• **Entries**

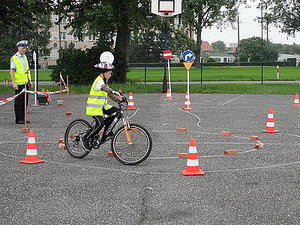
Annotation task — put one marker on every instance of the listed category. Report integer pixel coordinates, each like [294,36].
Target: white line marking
[161,173]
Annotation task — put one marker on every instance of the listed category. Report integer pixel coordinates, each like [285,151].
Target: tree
[109,20]
[256,49]
[285,14]
[199,14]
[219,46]
[29,20]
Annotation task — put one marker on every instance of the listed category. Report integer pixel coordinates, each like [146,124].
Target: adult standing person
[20,77]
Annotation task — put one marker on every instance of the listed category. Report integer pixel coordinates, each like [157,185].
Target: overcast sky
[249,27]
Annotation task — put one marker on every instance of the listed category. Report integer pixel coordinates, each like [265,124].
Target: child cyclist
[97,104]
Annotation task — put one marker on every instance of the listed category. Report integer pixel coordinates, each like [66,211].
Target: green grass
[209,74]
[181,88]
[44,75]
[216,74]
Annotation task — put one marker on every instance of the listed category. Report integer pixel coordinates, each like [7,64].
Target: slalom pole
[25,129]
[60,102]
[188,85]
[68,113]
[169,70]
[35,79]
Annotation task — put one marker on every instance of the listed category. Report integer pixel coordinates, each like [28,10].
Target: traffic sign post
[168,55]
[188,58]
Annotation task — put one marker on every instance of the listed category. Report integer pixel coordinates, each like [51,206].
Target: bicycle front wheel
[135,152]
[73,138]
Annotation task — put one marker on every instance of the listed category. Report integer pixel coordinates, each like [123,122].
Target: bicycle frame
[119,115]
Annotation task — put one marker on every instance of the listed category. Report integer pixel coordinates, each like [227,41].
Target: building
[61,37]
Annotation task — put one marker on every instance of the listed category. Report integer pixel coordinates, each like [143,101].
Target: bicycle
[131,144]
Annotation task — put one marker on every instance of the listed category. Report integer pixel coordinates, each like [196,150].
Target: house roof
[206,47]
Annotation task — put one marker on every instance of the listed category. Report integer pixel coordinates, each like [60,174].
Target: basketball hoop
[166,8]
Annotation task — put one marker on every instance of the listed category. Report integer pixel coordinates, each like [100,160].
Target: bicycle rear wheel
[73,138]
[137,151]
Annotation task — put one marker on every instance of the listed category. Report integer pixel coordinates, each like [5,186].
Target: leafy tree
[109,20]
[256,49]
[219,46]
[285,14]
[199,14]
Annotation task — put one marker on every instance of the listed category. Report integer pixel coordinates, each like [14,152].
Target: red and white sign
[167,54]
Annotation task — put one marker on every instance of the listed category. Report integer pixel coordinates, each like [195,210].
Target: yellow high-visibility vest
[97,100]
[21,76]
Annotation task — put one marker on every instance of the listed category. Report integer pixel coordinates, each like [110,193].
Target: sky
[249,27]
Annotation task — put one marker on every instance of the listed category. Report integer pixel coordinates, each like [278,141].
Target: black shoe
[86,144]
[20,122]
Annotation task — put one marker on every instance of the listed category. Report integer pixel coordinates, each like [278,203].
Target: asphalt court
[255,186]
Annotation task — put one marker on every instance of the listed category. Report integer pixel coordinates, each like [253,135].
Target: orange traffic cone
[296,101]
[169,96]
[31,153]
[131,102]
[187,103]
[49,97]
[270,128]
[192,167]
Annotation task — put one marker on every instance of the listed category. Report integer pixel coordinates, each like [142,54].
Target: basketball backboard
[166,8]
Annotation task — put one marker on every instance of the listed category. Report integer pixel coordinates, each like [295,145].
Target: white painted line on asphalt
[231,100]
[161,173]
[193,115]
[255,168]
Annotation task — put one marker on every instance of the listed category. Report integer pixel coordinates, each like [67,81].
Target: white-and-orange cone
[187,103]
[270,128]
[192,167]
[169,95]
[296,101]
[31,153]
[131,102]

• **Work required**
Reproduce the material above in full and without alteration, but skip all pictures.

• **Correct response**
Annotation task — put one marker on every instance of the listed category. Report integer pixel coordinates, each like [294,36].
Target: white line marking
[161,173]
Annotation task — put one marker on every instance of the listed category. Report integer pixel coordinates, each like [285,151].
Target: tree
[109,20]
[256,49]
[285,14]
[199,14]
[219,46]
[29,20]
Annotation task — put one marker on every instance of the listed category. Report integer pixel coordinates, each like [146,124].
Target: adult standing person
[20,77]
Annotation task — put one marker on every instance of the listed category. Report integer pixel coordinates, each like [157,185].
Target: overcast sky
[249,27]
Annotation task — put one marker on every instance of the listed category. Report integer pixel coordinates, each like [265,124].
Target: child cyclist
[97,104]
Annotation task — put one marker on every instance of the listed category. Report integer pixel coordinates, each like [66,211].
Target: green grass
[209,74]
[181,88]
[44,75]
[216,74]
Annotation task — put one marker on every instance of the listed category. Report integer pixel coordinates, each like [7,64].
Target: slalom pole
[25,129]
[60,102]
[188,85]
[68,113]
[169,70]
[35,79]
Annotation task — put one marker on every instance of the listed category. Report integer pixel coordinates, each like [28,10].
Target: traffic sign post
[168,55]
[188,58]
Annotation task — put one marker on every instance of the listed category. Report integer pixel coordinates, each like [51,206].
Target: bicycle front wheel
[135,152]
[73,138]
Annotation task — put one marker on every instance of the listed category. Report integer pixel coordinates, each like [123,122].
Target: bicycle frame
[119,115]
Annotation task — put one marker on every instance of the listed category. Report integer pixel coordinates, each like [227,41].
Target: building
[61,37]
Annotation task — put one marker on every instance of the listed category. Report integer pixel coordinates, each like [143,101].
Target: bicycle
[131,144]
Annotation task — put one marker on every instance of the listed category. Report integer pixel coordinates, each like [196,150].
Target: house roof
[206,47]
Annotation task — put one marker on every instance of the listed category. Report integer pixel coordinates, each like [60,174].
Target: basketball hoop
[166,8]
Annotation task — put one marker on every instance of the listed category. Report integer pixel coordinates, each like [100,160].
Target: bicycle rear wheel
[73,138]
[137,151]
Annotation task — put one marker on every instance of the listed category. Report integer pixel coordinates, each like [5,186].
Target: leafy tree
[109,20]
[256,49]
[219,46]
[285,14]
[199,14]
Annotation task — put one marker on every instance of the listed category. Report integer pixel coordinates, each like [14,152].
Target: red and white sign
[167,54]
Annotation task — put one marker on every instance of the listed category. Report integer pixel coordinates, each like [195,210].
Target: yellow high-visibility vest
[97,100]
[21,76]
Annotation task — put one marker on every instance of the listed category. Report integer pixel coordinates, each like [110,193].
Target: sky
[249,27]
Annotation task — put one marker on every instance of the listed category. Report integer pixel coordinates, each like [278,141].
Target: black shoe
[86,144]
[20,122]
Annotation task — put one marker on every instance of the listed category. Report integer pixel coordinates, each like [278,203].
Target: asphalt court
[255,186]
Annotation task — put one marker on every instance of the listed category. Report integer pixel coordinates, each like [253,135].
Target: orange traffic cone
[296,101]
[169,96]
[31,153]
[131,102]
[187,103]
[49,97]
[270,128]
[192,167]
Annotation task — put one marker on every instance of the listed category. Report integer pixel coordinates, each like [142,54].
Target: basketball backboard
[166,8]
Annotation task — put one marker on every instance of the listed category. Report integer pixel coordinates, each like [295,145].
Target: white painted line on asphalt
[231,100]
[161,173]
[193,115]
[255,168]
Annotation task — put one marker on every instance of the listed category. Report integer pixel coordinates, each like [67,81].
Target: white-and-orange cone
[187,103]
[270,128]
[192,167]
[169,95]
[296,101]
[31,153]
[131,102]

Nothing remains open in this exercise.